■ Required work: Continue the description of the journal issue on neoliberal globalisation from where it stops.

■ Extracted text:
Edited by Giulio Azzolini and Fulvia Giachetti
‘Neoliberalism’ and ‘globalisation’ are highly polysemic words, to the point that it is reasonable to assume that their association increases their vagueness. One of the wagers in this issue of ‘Polemos’ is that, squeezed together, the two categories can instead clarify each other. The idea of ‘neo-liberal globalisation’, in fact, suggests the opportunity to recognise in the process of economic, political, social and cultural integration, which has developed in recent decades, a rather determinate philosophy of government. This syntagma thus establishes a theoretical-political field within which to discuss a set of relevant issues of our time.
The aim of this issue of the journal is to demarcate the boundaries of such a field, clarifying the main contents that give depth to neoliberal globalisation, a recurring but probably still under-theorised expression. In doing so, we intend to shed critical light on a current theoretical and political node: the crisis of the neoliberal global order, which has most recently matured with the Covid-19 pandemic and the war in Ukraine. Are we witnessing a reconfirmation, a rearticulation or the definitive demise of neoliberal globalisation? To answer this question, the issue proposes an itinerary that unfolds in several stages.
The “Essays” section is imagined as a contribution to: outline the theoretical framework of the neo-liberal global governance philosophy, against the backdrop of the modern traditions it reworks, from liberalism to conservatism; reflect on the ways in which this framework, evidently plural and sometimes contradictory, has eventually shaped the main supra-national institutions and influenced the policies of states in relation to the production and reproduction of globalised capitalism, not only in the Euro-Atlantic context; to understand the forms of inequality and oppression associated with the transition to global neoliberalism; to analyse the neoliberal logic of global capital at the regional level; and to reason about how neoliberal globalisation has defined a new experience of space and time, from which an unprecedented ‘contemporaneity of the non-contemporary’ follows.
The “Materials” section will host the translation of documents of primary importance for understanding some of the main theoretical models of neoliberal globalisation, investigating, with the help of introductory notes, the regularities, but also the variations, tensions and contradictions of the case.

■ Data extract:
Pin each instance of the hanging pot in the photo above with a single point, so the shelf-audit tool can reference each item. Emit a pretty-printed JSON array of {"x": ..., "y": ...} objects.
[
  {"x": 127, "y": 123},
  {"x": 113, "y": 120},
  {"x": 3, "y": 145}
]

■ Expected answer:
The ‘Figures’ section aims to investigate the main moments of crisis of the neoliberal order: the contestations from below by the no- and alter-globalist movements, from the Seattle movement to that of Porto Alegre and beyond; its ‘strange undeath’, after the great recession that broke out on Wall Street in 2007-8 and then spread to Europe; the rise to power, in the West and beyond, of a conservative right wing seemingly opposed to the neo-liberal model; the outbreak of the Covid-19 pandemic and the war in Ukraine, which urgently re-emphasise the questioning of the geopolitical dimension of globalisation.
The last section ‘Perspectives’ questions the future scenarios opened up by the events investigated in the previous section. Will neoliberalism persist by virtue of its capacity for ‘resilience’? Will deglobalisation take place in the context of a new Cold War? Will a neo-Keynesian globalisation model assert itself, which at the national level will be reflected in neo-statism? What are the main scenarios of the struggle against neoliberalism? Is it possible to imagine not only a post-neoliberal, but also a post-capitalist order? How can such a transition take place? With which cultures, which institutions, which technologies?
Through the briefly outlined path, the issue of ‘Polemos’ Neoliberal Globalisation and its Crisis aims to focus on a crucial problem of the present. Analysing the general logic and the concrete and particular junctures of an abstraction that is perhaps heuristically useful, albeit at first approximate level, an attempt will be made to interrogate the current form of the world-system, obviously without any pretension of providing an exhaustive picture or even less of offering a totalising interpretative key.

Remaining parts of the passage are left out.